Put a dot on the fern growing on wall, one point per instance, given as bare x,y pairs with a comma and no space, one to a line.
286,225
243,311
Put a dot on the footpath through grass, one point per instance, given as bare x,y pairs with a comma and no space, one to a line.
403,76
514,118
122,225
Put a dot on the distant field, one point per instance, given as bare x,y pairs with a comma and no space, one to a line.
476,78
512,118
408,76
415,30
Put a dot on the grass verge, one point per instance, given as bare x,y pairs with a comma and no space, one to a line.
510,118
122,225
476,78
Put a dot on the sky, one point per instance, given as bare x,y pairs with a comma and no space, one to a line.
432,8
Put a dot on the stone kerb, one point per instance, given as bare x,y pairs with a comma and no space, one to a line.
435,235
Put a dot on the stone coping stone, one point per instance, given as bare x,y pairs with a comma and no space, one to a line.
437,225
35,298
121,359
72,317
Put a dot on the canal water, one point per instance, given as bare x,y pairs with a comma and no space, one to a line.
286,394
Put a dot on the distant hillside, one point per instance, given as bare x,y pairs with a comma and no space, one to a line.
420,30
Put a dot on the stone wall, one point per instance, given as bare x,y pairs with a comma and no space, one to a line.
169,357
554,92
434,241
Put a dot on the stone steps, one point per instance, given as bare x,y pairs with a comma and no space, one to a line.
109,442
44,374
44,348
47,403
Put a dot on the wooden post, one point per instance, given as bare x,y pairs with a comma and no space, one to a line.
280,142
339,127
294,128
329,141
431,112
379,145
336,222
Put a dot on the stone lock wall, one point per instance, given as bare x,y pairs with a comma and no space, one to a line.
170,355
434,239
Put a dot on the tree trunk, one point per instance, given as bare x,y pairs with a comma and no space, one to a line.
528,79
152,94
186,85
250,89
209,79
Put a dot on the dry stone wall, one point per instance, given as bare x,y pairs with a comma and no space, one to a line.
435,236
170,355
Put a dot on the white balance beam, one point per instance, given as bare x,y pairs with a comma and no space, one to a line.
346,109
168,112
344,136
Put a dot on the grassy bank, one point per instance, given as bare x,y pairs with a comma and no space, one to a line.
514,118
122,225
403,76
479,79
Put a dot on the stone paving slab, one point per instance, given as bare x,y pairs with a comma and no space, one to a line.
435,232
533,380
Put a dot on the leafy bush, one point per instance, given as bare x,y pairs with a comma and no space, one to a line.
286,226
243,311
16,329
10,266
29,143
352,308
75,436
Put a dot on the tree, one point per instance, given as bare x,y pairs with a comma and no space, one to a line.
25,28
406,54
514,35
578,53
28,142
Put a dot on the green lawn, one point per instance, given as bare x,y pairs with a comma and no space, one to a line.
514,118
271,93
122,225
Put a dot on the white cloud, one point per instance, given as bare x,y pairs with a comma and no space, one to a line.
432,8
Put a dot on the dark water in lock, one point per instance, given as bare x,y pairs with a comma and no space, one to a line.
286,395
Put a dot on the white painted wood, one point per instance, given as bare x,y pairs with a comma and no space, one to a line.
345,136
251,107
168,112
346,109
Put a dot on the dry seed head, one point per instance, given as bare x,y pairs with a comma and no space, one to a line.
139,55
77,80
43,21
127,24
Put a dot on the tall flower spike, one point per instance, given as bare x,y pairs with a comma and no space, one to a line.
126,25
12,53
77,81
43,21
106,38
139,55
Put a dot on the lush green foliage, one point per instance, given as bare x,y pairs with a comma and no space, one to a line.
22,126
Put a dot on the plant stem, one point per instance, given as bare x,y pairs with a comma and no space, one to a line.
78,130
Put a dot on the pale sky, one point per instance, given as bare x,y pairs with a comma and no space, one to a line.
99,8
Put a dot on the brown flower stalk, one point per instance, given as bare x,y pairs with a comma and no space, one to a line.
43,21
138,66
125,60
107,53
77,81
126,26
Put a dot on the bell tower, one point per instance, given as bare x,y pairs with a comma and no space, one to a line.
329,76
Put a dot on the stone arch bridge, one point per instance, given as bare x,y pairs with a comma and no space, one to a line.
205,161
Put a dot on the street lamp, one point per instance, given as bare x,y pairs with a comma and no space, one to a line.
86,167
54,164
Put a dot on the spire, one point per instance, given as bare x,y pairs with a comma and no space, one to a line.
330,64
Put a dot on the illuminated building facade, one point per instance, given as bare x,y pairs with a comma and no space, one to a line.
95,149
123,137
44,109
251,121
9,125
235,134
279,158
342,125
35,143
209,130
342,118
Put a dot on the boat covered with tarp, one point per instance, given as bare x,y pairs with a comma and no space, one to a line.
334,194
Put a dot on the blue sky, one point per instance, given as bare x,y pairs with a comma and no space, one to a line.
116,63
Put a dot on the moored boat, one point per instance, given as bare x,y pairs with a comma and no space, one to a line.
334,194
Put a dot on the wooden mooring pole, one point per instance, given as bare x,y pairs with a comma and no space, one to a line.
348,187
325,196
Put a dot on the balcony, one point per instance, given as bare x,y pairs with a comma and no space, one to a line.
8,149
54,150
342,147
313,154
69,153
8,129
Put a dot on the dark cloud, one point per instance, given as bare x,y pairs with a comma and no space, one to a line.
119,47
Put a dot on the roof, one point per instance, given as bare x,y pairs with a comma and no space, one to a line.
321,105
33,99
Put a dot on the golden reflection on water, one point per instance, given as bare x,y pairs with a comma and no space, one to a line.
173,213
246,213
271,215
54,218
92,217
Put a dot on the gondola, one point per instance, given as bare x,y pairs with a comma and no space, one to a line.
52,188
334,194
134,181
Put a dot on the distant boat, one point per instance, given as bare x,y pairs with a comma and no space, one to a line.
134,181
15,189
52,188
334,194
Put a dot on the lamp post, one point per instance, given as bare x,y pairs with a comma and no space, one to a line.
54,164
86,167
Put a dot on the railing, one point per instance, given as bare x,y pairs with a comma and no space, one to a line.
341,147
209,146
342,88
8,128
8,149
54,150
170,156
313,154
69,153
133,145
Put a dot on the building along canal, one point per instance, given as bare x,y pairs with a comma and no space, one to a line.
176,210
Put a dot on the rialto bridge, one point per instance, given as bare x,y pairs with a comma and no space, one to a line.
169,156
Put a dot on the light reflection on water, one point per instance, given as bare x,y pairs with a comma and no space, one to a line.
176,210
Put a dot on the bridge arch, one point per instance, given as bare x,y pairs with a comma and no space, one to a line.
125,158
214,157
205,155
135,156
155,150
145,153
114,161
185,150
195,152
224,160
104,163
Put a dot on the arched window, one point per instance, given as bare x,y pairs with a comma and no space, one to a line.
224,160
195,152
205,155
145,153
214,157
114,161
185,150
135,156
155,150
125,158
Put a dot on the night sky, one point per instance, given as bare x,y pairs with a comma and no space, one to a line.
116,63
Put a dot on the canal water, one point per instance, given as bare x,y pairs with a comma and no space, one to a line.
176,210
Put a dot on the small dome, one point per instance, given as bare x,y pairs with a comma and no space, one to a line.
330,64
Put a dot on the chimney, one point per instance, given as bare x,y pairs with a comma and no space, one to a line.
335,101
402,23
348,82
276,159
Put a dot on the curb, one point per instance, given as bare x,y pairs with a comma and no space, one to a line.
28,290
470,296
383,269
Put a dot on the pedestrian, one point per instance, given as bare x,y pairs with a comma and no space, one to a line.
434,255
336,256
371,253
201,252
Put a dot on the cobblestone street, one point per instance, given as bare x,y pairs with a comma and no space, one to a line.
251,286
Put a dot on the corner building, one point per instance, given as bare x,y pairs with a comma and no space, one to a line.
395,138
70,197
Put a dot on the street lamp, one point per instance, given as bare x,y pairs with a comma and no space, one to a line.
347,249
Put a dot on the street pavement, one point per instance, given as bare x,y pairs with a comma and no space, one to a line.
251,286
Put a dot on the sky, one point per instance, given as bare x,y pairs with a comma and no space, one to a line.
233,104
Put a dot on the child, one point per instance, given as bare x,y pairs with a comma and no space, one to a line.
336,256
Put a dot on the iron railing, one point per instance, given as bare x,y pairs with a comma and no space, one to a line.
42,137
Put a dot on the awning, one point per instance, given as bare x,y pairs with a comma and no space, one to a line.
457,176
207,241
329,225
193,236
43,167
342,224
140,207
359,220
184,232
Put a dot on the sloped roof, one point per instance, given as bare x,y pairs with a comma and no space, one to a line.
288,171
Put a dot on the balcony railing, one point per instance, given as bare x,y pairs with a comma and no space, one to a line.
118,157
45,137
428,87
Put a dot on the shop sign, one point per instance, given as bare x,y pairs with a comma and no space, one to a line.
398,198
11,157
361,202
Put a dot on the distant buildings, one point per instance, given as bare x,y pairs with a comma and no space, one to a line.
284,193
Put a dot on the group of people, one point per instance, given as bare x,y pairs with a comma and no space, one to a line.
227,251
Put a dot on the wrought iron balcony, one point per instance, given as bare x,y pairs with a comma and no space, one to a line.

= Problem details =
Reproduce only the lines between the line containing "Put a dot on the child, one" and the last line of the records, those two lines included, exactly.

= Answer for the task =
Put a dot on the child, one point per instance, given as bare x,y pairs with a comma and no space, one to a line.
336,256
Put a dot on the iron railing, one point per instance, given as bare x,y pairs with a comma and no space, one to a line.
42,137
Put a dot on the awning, one point per instance, given as bare x,y pairs with a comma and no space, one to a line.
457,176
207,241
329,225
193,236
43,167
342,224
140,207
359,220
184,232
Put a dot on the sloped roof, one point per instance, given as bare x,y pairs with a comma and no space, one to a line.
288,171
Put a dot on the balcony railing, one point per instance, given as bare x,y pairs with a comma and no space, one to a line.
118,157
45,137
428,87
Put a dot on the shop sign, one point per instance, given as bare x,y pairs with a comma and no space, one to a line.
398,198
11,157
361,202
Put a dot on the distant buildings, one point per instance, given as bare x,y pairs with a comma and no space, one to a line.
284,193
Put a dot on the group of people, one point per instance, given as bare x,y pairs with a comma and no space, one to a line.
227,251
Put a dot on the wrought iron balcony, one point per instance, given as bare x,y pairs with a comma and no space, one to a line.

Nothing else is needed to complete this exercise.